Dataset excerpts on object pointing
━━━━━━━━

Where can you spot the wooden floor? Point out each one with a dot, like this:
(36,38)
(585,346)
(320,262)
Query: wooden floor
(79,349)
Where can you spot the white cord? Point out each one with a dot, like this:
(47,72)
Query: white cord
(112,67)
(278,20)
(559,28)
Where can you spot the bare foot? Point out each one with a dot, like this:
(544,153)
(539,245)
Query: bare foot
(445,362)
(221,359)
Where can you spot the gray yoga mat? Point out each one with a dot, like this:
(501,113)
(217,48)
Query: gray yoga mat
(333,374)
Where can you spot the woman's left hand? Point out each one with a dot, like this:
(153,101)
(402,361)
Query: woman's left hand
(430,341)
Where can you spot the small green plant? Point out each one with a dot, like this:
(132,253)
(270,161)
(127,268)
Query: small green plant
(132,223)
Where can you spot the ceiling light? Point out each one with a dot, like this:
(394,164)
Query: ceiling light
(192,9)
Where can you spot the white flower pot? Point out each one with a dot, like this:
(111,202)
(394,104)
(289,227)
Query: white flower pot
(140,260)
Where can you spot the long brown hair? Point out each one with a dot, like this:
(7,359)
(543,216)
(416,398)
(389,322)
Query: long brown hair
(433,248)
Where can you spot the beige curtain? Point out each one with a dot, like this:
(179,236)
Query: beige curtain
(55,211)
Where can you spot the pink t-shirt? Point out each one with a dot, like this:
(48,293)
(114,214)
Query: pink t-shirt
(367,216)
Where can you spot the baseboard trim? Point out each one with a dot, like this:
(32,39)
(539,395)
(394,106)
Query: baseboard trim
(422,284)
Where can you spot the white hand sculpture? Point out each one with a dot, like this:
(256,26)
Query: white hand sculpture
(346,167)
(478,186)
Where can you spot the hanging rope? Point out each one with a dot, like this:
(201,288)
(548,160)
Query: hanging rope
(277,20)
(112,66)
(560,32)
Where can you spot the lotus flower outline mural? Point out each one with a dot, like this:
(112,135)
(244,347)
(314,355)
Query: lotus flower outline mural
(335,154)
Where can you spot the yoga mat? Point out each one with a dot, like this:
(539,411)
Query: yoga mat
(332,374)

━━━━━━━━

WHAT THE EXERCISE ASKS »
Every line of the data above should be reproduced word for word.

SOLUTION TO THIS PROBLEM »
Where can you spot the wooden floor? Point out each one with a dot, like this:
(36,38)
(585,346)
(320,262)
Query: wooden floor
(79,349)
Where can you spot the white cord? Point out each one with a dot, like this:
(47,72)
Query: white cord
(112,67)
(278,20)
(559,28)
Where can you spot the bare foot? Point out each one with a dot, like this:
(544,153)
(539,245)
Query: bare foot
(445,362)
(221,359)
Where can you spot the gray yoga mat? Point out each one with a dot, like this:
(501,113)
(217,48)
Query: gray yoga mat
(333,374)
Where can you spot the woman's left hand? Point out each one with a dot, like this:
(153,101)
(402,361)
Query: woman's left hand
(430,341)
Where can you spot the small green plant? Point out each one with a dot, like this:
(132,253)
(270,161)
(127,268)
Query: small green plant
(132,223)
Where can you spot the ceiling light? Point out each one with a dot, like this:
(394,164)
Query: ceiling light
(192,9)
Where can you spot the white flower pot? Point out each one with a dot, like this:
(111,202)
(394,104)
(289,227)
Query: white flower pot
(140,260)
Where can you spot the long brown hair? Point out each one with a dot, like this:
(7,359)
(543,216)
(416,398)
(389,322)
Query: long brown hair
(433,248)
Where can you spot the beige curtain? Point out each one with a dot, like this:
(179,236)
Query: beige curtain
(55,211)
Where can you spot the pink t-shirt? Point out each one with a dot, like this:
(48,293)
(114,214)
Query: pink t-shirt
(367,216)
Where can you spot the baseboard trim? Point out each one with a dot, like this:
(32,39)
(539,395)
(394,106)
Query: baseboard trim
(422,284)
Where can you spot the white hand sculpture? Point out each one with a dot, like this:
(256,26)
Query: white hand sculpture
(346,167)
(478,186)
Where can you spot the hanging rope? Point out each one with a dot, like this:
(201,288)
(548,160)
Query: hanging rope
(277,20)
(112,66)
(560,32)
Where can you spot the lotus flower outline mural? Point out each one with a dot, like this:
(112,135)
(244,347)
(314,355)
Query: lotus flower outline mural
(335,154)
Where can you spot the yoga mat? Point out each one with a dot, like this:
(539,411)
Query: yoga mat
(332,374)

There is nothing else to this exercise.